Copy out all of the material below, requests included, and raise every box coordinate in the answers by 66. Leave the pictures out.

■ ■ ■ ■ ■ ■ ■

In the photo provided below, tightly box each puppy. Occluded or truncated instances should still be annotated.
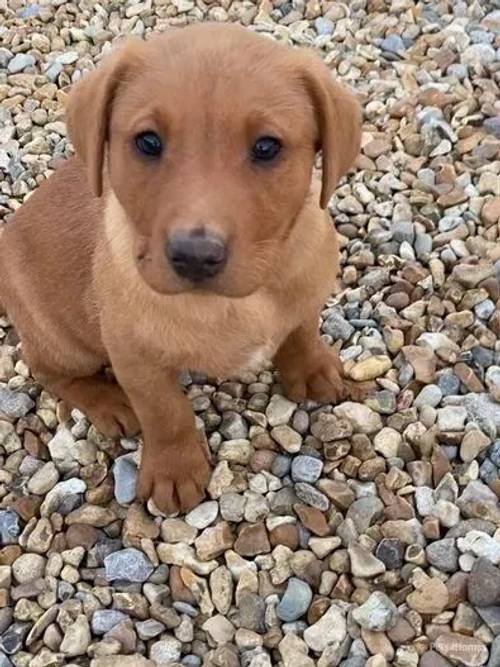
[0,24,368,512]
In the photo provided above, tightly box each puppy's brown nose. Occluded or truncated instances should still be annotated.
[167,229,227,282]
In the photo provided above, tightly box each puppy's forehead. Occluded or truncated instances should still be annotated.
[118,26,307,126]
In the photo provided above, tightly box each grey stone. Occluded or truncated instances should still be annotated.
[186,504,218,530]
[425,537,459,572]
[467,558,500,607]
[135,618,165,641]
[91,609,128,635]
[113,454,137,505]
[238,593,266,633]
[295,482,330,512]
[7,53,36,74]
[104,547,154,583]
[0,621,31,655]
[149,637,182,665]
[276,577,312,623]
[413,384,443,408]
[437,371,460,396]
[375,537,404,570]
[464,394,500,438]
[0,387,35,419]
[322,312,355,340]
[292,456,323,484]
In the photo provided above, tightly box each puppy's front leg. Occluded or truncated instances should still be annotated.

■ ■ ■ ■ ■ ■ ■

→ **Reply to the exercise**:
In the photo provided below, tightly box each puppy. Occluded or truncated instances should still be annotated.
[66,90,434,578]
In the photo provided above, tightly box each puppy's brown nose. Occluded or truncated instances should still be annotated.
[233,295,293,348]
In the photo provided above, tightly box each puppy's forehead. Occluded or truncated instances should still be annotated.
[184,92,373,192]
In the photo provided above, tightly box each grey stone. Occluded or truncated instances should still be annotated.
[252,570,284,596]
[491,603,525,638]
[533,624,566,673]
[201,684,231,707]
[157,675,194,701]
[179,520,203,571]
[304,659,332,699]
[361,548,396,578]
[73,119,102,140]
[170,613,220,649]
[66,687,97,721]
[215,703,248,731]
[342,643,378,689]
[479,450,509,474]
[503,437,526,462]
[441,603,470,636]
[530,460,566,504]
[66,453,101,485]
[388,378,421,406]
[358,522,389,550]
In the photo provided above, tightly box each puppy's front leg. Occluded or truncated instances should still be annotated.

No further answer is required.